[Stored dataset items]
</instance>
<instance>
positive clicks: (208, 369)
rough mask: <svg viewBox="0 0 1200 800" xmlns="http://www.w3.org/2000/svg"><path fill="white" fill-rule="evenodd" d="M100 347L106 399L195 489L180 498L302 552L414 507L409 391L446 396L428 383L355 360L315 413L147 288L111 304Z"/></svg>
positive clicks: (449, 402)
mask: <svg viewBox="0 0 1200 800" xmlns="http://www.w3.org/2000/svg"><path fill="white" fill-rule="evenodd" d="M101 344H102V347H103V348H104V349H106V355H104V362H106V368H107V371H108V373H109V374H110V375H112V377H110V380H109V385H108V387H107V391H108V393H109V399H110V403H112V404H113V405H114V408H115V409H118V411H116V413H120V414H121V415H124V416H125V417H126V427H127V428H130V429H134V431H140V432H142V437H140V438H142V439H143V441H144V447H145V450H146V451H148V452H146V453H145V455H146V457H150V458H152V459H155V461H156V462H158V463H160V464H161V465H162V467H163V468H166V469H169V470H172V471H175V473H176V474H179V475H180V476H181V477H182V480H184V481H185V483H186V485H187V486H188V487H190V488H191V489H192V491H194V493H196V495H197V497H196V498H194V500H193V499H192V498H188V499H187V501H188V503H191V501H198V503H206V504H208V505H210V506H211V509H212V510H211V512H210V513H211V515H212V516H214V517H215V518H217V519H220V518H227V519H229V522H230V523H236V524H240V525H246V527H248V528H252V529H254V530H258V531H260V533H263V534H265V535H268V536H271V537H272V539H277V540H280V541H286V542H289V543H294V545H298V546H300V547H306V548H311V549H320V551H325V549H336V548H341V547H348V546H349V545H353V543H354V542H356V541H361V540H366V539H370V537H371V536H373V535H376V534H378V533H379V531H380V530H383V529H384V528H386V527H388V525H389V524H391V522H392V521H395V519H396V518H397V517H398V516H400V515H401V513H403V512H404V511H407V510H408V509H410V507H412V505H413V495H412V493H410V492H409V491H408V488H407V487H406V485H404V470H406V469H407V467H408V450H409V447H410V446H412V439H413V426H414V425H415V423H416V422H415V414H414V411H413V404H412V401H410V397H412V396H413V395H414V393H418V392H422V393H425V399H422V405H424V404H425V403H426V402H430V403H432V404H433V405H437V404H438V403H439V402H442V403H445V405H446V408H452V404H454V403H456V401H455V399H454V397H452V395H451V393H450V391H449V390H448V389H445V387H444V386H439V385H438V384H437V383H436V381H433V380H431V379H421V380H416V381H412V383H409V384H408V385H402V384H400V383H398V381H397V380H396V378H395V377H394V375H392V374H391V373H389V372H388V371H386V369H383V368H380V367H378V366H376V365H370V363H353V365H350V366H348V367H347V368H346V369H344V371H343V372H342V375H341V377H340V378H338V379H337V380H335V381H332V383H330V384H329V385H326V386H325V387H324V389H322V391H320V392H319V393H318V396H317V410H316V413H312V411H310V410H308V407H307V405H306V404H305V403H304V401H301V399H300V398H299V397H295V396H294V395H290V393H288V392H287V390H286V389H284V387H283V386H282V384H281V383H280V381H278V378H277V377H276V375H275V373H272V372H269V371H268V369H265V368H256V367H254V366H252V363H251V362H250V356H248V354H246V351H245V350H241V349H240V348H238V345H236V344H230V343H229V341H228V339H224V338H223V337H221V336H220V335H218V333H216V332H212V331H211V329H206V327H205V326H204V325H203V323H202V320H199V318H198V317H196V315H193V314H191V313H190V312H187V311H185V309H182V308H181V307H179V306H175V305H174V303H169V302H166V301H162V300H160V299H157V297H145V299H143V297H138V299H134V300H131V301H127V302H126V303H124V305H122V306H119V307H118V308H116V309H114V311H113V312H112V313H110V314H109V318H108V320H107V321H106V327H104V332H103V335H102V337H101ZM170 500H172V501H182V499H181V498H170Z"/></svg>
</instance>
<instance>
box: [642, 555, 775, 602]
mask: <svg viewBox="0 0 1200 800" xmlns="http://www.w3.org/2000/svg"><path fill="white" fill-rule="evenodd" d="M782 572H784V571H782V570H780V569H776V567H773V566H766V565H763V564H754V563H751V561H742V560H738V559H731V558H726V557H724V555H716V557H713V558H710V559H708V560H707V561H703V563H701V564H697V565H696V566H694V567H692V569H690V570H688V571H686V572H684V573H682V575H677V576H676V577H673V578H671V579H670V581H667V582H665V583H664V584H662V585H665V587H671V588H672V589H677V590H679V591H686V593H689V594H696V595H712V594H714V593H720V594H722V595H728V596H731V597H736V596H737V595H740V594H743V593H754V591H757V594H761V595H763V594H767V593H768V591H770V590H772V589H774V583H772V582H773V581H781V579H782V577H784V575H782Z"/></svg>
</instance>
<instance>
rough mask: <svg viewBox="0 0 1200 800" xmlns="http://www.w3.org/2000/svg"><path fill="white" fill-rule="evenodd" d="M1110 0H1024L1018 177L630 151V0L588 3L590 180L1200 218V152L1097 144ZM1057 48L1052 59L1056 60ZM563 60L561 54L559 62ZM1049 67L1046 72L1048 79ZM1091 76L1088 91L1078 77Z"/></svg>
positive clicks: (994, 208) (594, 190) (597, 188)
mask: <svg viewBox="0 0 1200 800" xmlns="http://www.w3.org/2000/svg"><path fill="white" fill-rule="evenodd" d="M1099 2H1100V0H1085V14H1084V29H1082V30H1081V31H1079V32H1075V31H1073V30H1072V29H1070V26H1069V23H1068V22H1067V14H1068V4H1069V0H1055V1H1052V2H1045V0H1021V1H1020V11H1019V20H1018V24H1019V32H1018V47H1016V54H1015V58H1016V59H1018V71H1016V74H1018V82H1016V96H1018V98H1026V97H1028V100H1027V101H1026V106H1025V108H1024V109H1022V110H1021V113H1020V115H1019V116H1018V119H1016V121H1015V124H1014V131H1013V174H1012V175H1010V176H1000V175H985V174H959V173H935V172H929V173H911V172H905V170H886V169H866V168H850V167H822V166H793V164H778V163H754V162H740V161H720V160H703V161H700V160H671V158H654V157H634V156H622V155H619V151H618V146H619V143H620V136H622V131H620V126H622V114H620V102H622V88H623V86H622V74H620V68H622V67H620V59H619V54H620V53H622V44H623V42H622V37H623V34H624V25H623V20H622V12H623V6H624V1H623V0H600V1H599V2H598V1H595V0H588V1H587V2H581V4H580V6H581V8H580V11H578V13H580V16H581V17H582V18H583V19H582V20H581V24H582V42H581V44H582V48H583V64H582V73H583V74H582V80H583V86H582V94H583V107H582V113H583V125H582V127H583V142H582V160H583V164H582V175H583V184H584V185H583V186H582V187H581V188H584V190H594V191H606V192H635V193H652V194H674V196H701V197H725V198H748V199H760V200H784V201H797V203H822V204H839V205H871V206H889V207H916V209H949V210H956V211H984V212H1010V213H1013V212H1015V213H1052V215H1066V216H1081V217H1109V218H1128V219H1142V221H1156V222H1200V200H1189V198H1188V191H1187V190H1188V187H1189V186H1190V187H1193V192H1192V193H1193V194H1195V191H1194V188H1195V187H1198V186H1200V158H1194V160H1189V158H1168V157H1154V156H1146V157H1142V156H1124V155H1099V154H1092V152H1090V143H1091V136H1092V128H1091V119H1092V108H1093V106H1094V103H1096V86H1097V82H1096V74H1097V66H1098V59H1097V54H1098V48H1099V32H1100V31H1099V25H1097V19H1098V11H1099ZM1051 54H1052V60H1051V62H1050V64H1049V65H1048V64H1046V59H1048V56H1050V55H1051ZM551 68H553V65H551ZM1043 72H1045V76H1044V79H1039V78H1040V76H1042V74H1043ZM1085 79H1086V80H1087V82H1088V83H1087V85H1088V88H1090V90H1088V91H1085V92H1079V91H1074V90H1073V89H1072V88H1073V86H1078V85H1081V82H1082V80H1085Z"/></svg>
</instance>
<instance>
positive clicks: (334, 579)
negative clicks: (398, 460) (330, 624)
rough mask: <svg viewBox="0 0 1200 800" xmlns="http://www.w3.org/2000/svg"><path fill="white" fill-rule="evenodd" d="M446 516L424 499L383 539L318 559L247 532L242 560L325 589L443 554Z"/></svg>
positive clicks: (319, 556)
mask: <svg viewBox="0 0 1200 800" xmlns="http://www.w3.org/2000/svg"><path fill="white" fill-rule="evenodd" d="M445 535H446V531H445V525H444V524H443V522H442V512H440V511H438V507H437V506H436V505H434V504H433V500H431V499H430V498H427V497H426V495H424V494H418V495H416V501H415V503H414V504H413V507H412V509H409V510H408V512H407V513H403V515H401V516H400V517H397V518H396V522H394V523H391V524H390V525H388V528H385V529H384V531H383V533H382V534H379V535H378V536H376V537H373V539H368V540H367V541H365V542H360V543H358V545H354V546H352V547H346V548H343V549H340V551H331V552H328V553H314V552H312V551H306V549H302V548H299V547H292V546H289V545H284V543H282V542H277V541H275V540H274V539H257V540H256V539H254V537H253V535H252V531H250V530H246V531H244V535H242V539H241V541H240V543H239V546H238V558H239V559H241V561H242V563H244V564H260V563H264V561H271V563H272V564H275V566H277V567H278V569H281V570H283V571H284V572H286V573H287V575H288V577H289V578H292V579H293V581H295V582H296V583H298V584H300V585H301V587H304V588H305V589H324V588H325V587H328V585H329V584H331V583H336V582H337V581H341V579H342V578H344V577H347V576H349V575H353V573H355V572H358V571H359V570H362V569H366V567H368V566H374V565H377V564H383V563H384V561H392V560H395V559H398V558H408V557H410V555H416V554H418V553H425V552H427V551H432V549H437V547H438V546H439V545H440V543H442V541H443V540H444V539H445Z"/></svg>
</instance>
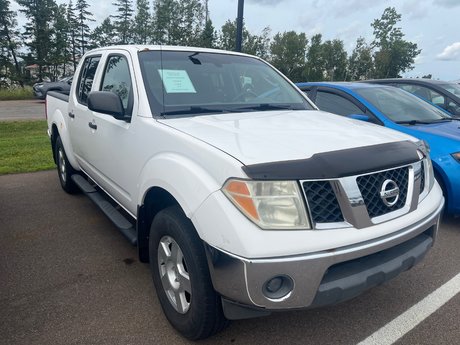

### Problem statement
Reproduce the entries verbatim from their very beginning up to and including the line that contains "positive clicks: (449, 402)".

### Response to this exercise
</instance>
<instance>
positive clicks: (208, 369)
rough mask: <svg viewBox="0 0 1200 800" xmlns="http://www.w3.org/2000/svg"><path fill="white" fill-rule="evenodd" d="M100 347L106 399L195 489L180 498L302 552L414 507L409 391L446 396L428 383L355 360L315 413L147 288L111 304Z"/></svg>
positive clicks: (449, 402)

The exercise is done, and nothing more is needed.